MATERIAL PROVIDED —

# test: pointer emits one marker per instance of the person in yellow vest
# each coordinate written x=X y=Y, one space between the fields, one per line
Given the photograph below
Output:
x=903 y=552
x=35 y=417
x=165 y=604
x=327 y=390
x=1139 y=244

WHAT TO WORK ON — Each entry is to be written out exactly as it was given.

TASK ANSWER —
# test: pointer emits one marker per instance of the person in yellow vest
# each coordinate written x=X y=Y, one space between the fields, one per line
Given the photograph below
Output:
x=903 y=552
x=35 y=417
x=165 y=604
x=327 y=390
x=1139 y=244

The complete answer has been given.